[Detection examples]
────
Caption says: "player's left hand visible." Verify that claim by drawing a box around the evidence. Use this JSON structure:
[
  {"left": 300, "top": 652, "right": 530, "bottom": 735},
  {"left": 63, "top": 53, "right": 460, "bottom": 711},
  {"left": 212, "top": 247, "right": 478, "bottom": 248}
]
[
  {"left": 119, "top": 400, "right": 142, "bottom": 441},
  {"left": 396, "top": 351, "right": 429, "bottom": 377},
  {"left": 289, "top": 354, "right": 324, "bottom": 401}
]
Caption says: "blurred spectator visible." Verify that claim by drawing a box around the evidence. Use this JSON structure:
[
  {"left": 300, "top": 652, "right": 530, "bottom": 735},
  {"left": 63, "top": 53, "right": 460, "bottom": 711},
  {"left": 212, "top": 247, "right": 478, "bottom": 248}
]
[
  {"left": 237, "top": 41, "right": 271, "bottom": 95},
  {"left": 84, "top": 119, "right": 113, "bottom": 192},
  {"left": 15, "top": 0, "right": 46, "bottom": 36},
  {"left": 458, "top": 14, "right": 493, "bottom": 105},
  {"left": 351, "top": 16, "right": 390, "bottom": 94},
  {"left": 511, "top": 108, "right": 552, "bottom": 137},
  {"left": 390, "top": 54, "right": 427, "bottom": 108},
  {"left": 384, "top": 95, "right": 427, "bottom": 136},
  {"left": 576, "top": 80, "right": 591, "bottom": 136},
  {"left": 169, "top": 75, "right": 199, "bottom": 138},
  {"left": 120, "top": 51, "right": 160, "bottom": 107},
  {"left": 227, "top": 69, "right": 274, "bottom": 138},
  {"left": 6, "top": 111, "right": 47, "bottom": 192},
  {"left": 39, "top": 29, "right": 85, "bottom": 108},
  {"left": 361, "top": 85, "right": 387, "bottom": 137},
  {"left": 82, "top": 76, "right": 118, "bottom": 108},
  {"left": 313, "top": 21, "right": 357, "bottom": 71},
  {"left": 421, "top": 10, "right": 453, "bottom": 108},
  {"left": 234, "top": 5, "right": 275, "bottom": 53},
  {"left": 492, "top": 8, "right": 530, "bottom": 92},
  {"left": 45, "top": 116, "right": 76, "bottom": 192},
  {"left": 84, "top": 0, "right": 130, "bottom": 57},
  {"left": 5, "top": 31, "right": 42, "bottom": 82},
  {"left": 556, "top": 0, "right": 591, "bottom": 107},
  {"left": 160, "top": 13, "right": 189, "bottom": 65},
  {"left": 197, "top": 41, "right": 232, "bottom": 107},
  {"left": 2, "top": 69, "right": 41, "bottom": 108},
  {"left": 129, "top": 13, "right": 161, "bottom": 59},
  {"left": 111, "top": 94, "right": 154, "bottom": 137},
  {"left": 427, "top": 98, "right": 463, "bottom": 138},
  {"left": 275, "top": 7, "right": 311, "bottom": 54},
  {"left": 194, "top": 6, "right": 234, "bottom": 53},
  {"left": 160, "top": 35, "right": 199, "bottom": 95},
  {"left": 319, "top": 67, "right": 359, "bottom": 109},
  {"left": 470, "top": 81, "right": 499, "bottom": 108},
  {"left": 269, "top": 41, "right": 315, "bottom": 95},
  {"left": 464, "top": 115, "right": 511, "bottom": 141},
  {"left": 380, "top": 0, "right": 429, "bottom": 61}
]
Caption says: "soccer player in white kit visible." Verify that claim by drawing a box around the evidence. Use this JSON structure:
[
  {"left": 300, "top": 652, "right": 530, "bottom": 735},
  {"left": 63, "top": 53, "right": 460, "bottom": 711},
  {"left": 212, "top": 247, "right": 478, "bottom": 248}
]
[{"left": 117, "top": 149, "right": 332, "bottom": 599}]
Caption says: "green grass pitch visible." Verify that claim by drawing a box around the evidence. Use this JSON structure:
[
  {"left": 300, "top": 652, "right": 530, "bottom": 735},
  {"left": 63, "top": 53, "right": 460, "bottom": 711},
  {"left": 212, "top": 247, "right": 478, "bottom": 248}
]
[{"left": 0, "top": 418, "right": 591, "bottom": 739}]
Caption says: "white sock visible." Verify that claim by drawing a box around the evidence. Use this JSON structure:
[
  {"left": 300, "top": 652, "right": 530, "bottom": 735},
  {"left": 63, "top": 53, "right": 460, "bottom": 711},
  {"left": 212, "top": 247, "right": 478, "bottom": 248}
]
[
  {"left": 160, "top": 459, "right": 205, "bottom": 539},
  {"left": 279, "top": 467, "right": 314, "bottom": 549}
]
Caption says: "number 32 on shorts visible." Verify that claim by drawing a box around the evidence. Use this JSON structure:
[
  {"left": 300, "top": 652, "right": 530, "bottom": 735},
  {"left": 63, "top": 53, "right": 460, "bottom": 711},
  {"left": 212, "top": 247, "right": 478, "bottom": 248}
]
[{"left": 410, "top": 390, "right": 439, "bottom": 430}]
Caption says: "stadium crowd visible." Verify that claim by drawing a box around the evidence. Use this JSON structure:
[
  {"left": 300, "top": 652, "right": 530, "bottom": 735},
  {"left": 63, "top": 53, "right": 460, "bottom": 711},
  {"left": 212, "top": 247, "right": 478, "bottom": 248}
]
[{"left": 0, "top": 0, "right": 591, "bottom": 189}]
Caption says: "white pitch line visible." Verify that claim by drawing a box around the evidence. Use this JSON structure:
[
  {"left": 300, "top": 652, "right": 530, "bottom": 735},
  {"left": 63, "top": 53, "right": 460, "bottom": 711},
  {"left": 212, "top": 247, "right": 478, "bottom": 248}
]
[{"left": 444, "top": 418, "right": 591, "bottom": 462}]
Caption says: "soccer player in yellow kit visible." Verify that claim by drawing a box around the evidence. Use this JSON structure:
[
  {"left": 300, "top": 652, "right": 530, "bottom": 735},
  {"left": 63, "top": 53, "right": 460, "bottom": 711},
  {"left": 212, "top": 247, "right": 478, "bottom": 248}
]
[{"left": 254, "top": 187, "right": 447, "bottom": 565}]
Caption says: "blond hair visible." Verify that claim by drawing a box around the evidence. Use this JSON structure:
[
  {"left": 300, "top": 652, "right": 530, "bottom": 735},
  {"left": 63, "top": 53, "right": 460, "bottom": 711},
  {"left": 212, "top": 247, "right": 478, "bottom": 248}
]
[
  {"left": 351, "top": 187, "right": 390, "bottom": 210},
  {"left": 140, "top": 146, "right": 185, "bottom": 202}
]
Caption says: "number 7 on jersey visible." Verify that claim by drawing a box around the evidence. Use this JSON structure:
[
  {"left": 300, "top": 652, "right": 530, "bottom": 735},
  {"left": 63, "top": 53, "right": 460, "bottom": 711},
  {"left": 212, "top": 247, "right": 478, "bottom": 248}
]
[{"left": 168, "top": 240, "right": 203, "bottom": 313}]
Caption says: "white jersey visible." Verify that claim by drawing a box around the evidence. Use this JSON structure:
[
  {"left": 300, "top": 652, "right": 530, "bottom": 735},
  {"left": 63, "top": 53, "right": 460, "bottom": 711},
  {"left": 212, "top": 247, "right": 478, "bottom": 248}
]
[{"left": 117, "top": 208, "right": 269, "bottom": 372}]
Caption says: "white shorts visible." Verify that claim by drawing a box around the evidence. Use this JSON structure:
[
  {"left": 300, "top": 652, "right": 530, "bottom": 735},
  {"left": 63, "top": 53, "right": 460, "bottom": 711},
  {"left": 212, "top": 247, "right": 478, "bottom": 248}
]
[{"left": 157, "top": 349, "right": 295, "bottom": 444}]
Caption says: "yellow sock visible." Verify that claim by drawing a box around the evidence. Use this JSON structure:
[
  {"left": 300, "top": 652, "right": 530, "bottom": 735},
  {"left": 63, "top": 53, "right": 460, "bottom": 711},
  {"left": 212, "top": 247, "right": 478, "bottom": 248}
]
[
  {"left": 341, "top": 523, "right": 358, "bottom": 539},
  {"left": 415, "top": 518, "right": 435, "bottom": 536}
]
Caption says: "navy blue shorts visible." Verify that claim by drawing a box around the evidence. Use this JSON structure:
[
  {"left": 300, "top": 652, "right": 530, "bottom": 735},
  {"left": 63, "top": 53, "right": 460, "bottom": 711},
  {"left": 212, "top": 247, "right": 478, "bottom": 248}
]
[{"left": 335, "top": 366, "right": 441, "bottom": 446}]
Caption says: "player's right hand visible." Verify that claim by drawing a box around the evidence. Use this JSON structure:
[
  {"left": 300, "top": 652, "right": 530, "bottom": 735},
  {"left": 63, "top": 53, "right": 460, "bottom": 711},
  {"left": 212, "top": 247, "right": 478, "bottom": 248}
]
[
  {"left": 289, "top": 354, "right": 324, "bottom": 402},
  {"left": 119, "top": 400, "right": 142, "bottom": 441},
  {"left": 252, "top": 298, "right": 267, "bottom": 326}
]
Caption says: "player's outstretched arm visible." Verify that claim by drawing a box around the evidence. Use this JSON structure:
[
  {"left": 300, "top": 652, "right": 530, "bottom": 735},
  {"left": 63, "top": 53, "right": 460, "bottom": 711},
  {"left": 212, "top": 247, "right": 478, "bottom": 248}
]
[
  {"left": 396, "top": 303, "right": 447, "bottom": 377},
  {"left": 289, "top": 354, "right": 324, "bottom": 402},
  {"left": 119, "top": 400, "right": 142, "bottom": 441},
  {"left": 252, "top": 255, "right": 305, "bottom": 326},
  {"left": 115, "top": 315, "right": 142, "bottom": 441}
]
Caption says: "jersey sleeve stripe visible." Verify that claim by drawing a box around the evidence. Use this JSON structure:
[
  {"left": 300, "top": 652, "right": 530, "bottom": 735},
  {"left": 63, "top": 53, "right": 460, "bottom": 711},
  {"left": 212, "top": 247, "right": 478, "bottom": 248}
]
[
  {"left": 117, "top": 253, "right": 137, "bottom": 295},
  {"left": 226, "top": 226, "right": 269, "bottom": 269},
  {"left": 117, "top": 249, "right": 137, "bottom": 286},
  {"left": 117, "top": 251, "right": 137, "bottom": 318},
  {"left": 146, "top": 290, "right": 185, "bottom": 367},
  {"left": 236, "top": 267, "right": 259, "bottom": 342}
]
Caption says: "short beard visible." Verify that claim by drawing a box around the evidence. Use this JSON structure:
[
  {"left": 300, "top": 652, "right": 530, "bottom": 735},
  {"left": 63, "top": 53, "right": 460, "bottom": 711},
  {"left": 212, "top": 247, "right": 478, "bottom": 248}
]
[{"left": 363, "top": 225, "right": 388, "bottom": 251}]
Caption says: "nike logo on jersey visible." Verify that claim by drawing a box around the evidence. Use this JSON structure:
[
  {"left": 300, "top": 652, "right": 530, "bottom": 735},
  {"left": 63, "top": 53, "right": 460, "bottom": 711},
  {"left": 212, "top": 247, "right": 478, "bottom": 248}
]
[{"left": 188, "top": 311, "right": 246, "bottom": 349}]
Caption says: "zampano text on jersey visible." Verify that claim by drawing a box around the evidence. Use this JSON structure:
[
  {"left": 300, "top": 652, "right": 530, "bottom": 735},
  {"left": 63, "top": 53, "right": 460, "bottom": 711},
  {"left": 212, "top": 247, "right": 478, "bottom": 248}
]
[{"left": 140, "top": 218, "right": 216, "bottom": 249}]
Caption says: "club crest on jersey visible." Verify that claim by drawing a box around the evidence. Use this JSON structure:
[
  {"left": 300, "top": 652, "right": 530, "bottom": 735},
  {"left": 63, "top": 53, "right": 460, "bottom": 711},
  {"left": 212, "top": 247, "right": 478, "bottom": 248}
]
────
> Exercise goal: Which of the lines above contain the word "player"? Pick out each such line and copy it in full.

> Correct output:
Caption says: "player's left hand visible." Verify that claim by drawing a box around the evidence. Use this JSON structure:
Caption says: "soccer player in white kit visible." Verify that claim by drawing a box around the evidence. Use this JSON structure:
Caption says: "soccer player in yellow kit visible." Verify that claim by drawing a box around the evidence. Use this JSON structure:
Caption says: "player's right hand visible." Verify that claim by drawing a box around the evidence. Use this JSON structure:
Caption says: "player's outstretched arm visible." Verify that claim by drawing a box around the evidence. Use this JSON structure:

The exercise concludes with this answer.